--- EXTRACT PROVIDED ---
Grieving God's Way
He Feels Your Pain
The risk of love is loss, and the price of loss is grief, but the pain of grief is only a shadow when compared with the pain of never risking love.—Hilary Stanton Zunin, Grief Expert
Everyone feels grief during their lives, including the school-aged children Hilary Zunin works with. So how, according to author Buffy MacDonald Crabtree, does grieving “God’s way” differ from grieving without God?
When the author, a Christian, was notified that her husband had collapsed at work at Fort Jackson in 2002 she was devastated. And the pain only got worse when he died some weeks later. She discovered that God can help with the grief process in several ways: with forgiveness, spiritual comfort, validation, and by providing a sense of oneness with humanity. Crabtree illustrates all of these qualities in Grieving God’s Way, the story of her own journey through grief.
Mistakes made by the hospital, including giving her husband, Mac, a penicillin drug to which he had an allergy, led the author to believe that Mac suffered needlessly in the last weeks of his life. However, she did not bring a lawsuit against any of his doctors. God helped her to eventually forgive everyone involved.
As Mac lay unconscious from a cardiac arrest that had caused massive brain damage, Buffy drove home alone. Still in shock, she came around a curve in the road only to see a huge, colorful rainbow. Although saddened, she was comforted by the knowledge that God was still in control.
According to the author, the promises of God’s word do not forbid any emotional response you may have. You don’t need to feel embarrassed if you experience release or relief, as sometimes happens when your loved one suffered for a long time, if you labored as a caretaker, or if they caused you to endure pain as a victim of their physical or emotional abuse. Remorseful guilt too is normal. Hope may be found in Ephesians 1:18: “I pray also that the eyes of your heart may be enlightened in order that you may know the hope to which He has called you.”

--- DATASET EXTRACT ---
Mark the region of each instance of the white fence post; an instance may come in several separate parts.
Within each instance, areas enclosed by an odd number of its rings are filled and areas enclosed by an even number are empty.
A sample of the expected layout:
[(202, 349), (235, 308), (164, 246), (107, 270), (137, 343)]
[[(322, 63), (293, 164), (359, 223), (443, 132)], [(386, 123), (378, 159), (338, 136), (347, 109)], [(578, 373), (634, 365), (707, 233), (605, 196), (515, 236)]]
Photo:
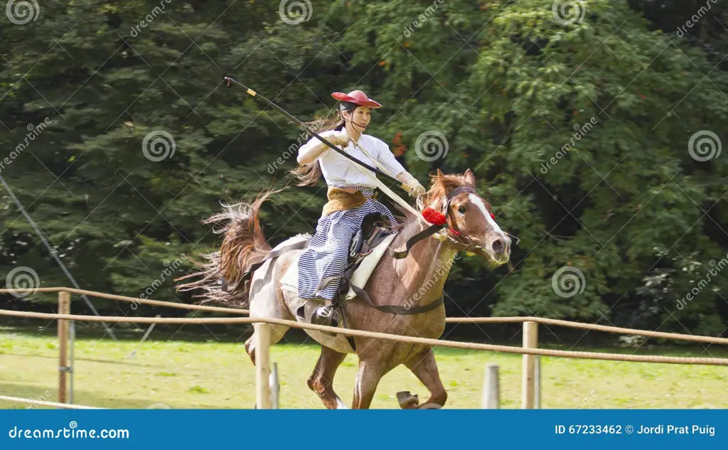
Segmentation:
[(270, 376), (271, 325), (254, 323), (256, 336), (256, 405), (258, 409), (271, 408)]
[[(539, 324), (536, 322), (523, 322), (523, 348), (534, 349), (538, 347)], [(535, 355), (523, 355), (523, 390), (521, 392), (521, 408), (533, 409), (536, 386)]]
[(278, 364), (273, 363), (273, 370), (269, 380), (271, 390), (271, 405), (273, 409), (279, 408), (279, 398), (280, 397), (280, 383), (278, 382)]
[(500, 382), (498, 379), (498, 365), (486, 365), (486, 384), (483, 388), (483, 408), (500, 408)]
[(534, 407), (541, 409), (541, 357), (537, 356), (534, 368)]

--- TASKS FOR THIS EXERCISE ---
- 1) According to the book review, what led the author to believe her husband suffered needlessly in the last weeks of his life?
- 2) Reproduce the book review's wording exactly, starting with "Mistakes made by" and going on through "forgive everyone involved.".
Rely only on the book review when responding.

--- ANSWERS BY ITEM NUMBER ---
- 1) She came to that belief because of mistakes made by the hospital. These included giving Mac a penicillin drug to which he had an allergy.

- 2)
Mistakes made by the hospital, including giving her husband, Mac, a penicillin drug to which he had an allergy, led the author to believe that Mac suffered needlessly in the last weeks of his life. However, she did not bring a lawsuit against any of his doctors. God helped her to eventually forgive everyone involved.